[Collected data entries]
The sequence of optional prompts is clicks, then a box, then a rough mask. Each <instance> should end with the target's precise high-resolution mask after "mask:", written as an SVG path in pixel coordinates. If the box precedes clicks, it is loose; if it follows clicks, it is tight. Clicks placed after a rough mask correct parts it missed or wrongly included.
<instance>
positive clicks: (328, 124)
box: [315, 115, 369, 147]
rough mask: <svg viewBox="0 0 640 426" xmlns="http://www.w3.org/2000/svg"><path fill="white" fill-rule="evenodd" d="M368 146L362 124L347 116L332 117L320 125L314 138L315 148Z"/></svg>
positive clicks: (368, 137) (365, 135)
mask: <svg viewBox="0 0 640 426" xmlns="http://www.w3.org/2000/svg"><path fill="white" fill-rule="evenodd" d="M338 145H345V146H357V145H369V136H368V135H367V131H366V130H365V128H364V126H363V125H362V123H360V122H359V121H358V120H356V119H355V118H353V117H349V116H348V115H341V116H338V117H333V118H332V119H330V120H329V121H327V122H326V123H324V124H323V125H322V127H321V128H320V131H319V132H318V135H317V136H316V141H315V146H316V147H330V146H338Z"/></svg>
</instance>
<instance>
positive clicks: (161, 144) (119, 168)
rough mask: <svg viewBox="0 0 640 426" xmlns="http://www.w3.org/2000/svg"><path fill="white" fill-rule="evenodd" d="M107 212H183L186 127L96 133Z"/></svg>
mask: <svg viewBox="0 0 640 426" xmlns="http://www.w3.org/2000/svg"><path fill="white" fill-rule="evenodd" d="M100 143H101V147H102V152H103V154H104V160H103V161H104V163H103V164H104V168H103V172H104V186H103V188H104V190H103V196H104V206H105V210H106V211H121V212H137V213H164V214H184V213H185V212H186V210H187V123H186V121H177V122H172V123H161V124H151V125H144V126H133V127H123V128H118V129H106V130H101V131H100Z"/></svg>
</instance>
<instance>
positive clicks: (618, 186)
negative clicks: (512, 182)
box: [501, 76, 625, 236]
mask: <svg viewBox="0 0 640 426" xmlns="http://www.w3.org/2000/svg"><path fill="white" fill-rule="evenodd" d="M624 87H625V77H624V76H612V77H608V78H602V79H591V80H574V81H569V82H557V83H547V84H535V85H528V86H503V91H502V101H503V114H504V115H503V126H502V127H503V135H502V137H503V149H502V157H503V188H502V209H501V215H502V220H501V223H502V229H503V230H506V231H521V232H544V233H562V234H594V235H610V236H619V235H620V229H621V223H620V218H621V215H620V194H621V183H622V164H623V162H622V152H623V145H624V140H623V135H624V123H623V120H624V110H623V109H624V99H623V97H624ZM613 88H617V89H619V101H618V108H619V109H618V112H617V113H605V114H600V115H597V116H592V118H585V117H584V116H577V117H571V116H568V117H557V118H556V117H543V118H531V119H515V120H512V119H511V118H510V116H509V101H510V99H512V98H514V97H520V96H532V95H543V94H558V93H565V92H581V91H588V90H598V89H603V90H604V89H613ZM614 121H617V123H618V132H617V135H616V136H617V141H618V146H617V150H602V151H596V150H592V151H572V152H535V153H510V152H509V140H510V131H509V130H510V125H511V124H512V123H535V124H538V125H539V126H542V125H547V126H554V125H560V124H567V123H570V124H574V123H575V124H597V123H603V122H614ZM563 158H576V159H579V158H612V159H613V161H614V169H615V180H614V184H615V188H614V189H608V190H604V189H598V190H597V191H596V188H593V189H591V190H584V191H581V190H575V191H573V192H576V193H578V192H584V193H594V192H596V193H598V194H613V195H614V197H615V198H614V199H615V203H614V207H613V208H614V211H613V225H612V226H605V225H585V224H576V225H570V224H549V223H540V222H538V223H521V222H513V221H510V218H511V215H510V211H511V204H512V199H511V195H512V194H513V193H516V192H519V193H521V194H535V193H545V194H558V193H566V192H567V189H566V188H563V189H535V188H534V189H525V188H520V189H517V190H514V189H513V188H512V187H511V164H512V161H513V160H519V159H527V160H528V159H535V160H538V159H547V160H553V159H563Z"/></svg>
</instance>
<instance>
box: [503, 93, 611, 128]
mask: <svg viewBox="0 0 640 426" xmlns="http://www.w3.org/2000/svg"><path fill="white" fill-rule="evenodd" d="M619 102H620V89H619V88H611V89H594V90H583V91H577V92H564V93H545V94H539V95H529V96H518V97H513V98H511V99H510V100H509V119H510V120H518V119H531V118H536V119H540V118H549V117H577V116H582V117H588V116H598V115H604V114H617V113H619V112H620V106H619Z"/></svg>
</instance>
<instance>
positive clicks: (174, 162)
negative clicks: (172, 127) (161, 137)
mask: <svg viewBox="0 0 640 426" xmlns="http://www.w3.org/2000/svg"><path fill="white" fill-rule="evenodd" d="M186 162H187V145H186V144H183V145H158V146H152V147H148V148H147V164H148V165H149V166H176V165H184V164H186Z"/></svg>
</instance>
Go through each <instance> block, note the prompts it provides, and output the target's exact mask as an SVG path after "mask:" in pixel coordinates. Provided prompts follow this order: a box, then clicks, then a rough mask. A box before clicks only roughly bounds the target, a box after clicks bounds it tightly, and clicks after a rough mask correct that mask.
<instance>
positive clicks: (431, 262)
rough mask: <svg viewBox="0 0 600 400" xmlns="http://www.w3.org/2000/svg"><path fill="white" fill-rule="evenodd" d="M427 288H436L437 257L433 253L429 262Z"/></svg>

■ Instructions to follow ■
All of the entries are to be set down again without alteration.

■ Answer to the problem ■
The sequence of optional prompts is clicks, then a box, then a rough mask. Each <instance> should end with the target's precise high-resolution mask after "mask:", written as an SVG path in pixel coordinates. If the box precedes clicks, it is loose; if it follows clicks, it is tight. Clicks placed after a rough mask correct parts it missed or wrongly included.
<instance>
positive clicks: (328, 124)
box: [315, 115, 369, 147]
rough mask: <svg viewBox="0 0 640 426" xmlns="http://www.w3.org/2000/svg"><path fill="white" fill-rule="evenodd" d="M368 146L362 124L347 116L332 117L320 125L314 138L315 148Z"/></svg>
positive clicks: (368, 137) (365, 135)
mask: <svg viewBox="0 0 640 426" xmlns="http://www.w3.org/2000/svg"><path fill="white" fill-rule="evenodd" d="M338 145H345V146H357V145H369V136H368V135H367V131H366V130H365V128H364V126H363V125H362V123H360V122H359V121H358V120H356V119H355V118H353V117H349V116H348V115H341V116H338V117H333V118H332V119H330V120H329V121H327V122H326V123H324V124H323V125H322V127H321V128H320V131H319V132H318V135H317V136H316V141H315V146H316V147H330V146H338Z"/></svg>
</instance>
<instance>
positive clicks: (161, 144) (119, 168)
rough mask: <svg viewBox="0 0 640 426" xmlns="http://www.w3.org/2000/svg"><path fill="white" fill-rule="evenodd" d="M107 212H183L186 127L96 133Z"/></svg>
mask: <svg viewBox="0 0 640 426" xmlns="http://www.w3.org/2000/svg"><path fill="white" fill-rule="evenodd" d="M100 143H101V147H102V152H103V154H104V160H103V161H104V163H103V164H104V168H103V172H104V186H103V188H104V190H103V196H104V206H105V210H106V211H121V212H137V213H164V214H184V213H185V212H186V210H187V123H186V121H177V122H172V123H161V124H151V125H144V126H133V127H123V128H118V129H106V130H101V131H100Z"/></svg>
</instance>
<instance>
positive clicks: (618, 186)
negative clicks: (512, 182)
box: [501, 76, 625, 236]
mask: <svg viewBox="0 0 640 426" xmlns="http://www.w3.org/2000/svg"><path fill="white" fill-rule="evenodd" d="M624 87H625V77H624V76H612V77H608V78H602V79H591V80H574V81H569V82H557V83H547V84H535V85H528V86H503V91H502V101H503V114H504V115H503V126H502V127H503V135H502V137H503V149H502V157H503V188H502V209H501V215H502V220H501V223H502V229H503V230H506V231H521V232H544V233H562V234H594V235H610V236H619V235H620V229H621V223H620V218H621V215H620V194H621V183H622V164H623V162H622V152H623V145H624V140H623V135H624V123H623V120H624V110H623V109H624V99H623V97H624ZM613 88H617V89H619V101H618V108H619V109H618V112H617V113H605V114H600V115H597V116H592V118H585V117H584V116H577V117H571V116H568V117H557V118H556V117H543V118H531V119H515V120H512V119H511V118H510V116H509V101H510V99H512V98H514V97H520V96H532V95H543V94H558V93H565V92H581V91H588V90H598V89H603V90H604V89H613ZM614 121H617V123H618V132H617V135H616V136H617V141H618V146H617V150H602V151H596V150H592V151H572V152H535V153H510V152H509V140H510V131H509V130H510V125H511V124H512V123H535V124H538V125H539V126H542V125H547V126H554V125H560V124H567V123H570V124H574V123H575V124H597V123H603V122H614ZM563 158H576V159H579V158H612V159H613V161H614V169H615V180H614V184H615V188H614V189H608V190H604V189H598V190H597V191H596V188H593V189H591V190H584V191H581V190H575V191H573V192H576V193H578V192H584V193H594V192H596V193H598V194H613V195H614V197H615V198H614V199H615V203H614V207H613V208H614V211H613V225H612V226H605V225H585V224H576V225H570V224H549V223H540V222H538V223H521V222H513V221H510V218H511V215H510V211H511V204H512V199H511V195H512V194H513V193H516V192H519V193H521V194H535V193H545V194H558V193H566V192H567V189H566V188H563V189H535V188H534V189H525V188H520V189H517V190H514V189H513V188H512V187H511V164H512V161H513V160H519V159H527V160H528V159H535V160H538V159H547V160H553V159H563Z"/></svg>
</instance>
<instance>
box: [503, 93, 611, 128]
mask: <svg viewBox="0 0 640 426" xmlns="http://www.w3.org/2000/svg"><path fill="white" fill-rule="evenodd" d="M619 102H620V89H619V88H611V89H594V90H583V91H577V92H564V93H545V94H539V95H529V96H518V97H513V98H511V99H510V100H509V119H510V120H518V119H531V118H536V119H540V118H549V117H577V116H582V117H588V116H598V115H604V114H617V113H619V112H620V106H619Z"/></svg>
</instance>
<instance>
positive clicks: (174, 162)
negative clicks: (172, 127) (161, 137)
mask: <svg viewBox="0 0 640 426" xmlns="http://www.w3.org/2000/svg"><path fill="white" fill-rule="evenodd" d="M186 162H187V145H186V144H183V145H158V146H152V147H148V148H147V164H148V165H149V166H176V165H184V164H186Z"/></svg>
</instance>
Go through each <instance> block, note the prompts it provides, and output the target's exact mask as an SVG path after "mask:" in pixel coordinates. Provided prompts follow this order: a box, then clicks, then a rough mask. A box before clicks only roughly bounds the target, a box after clicks bounds it tightly, and clicks after a rough mask correct that mask.
<instance>
positive clicks: (431, 262)
rough mask: <svg viewBox="0 0 600 400" xmlns="http://www.w3.org/2000/svg"><path fill="white" fill-rule="evenodd" d="M427 288H436L437 257L433 253L429 262Z"/></svg>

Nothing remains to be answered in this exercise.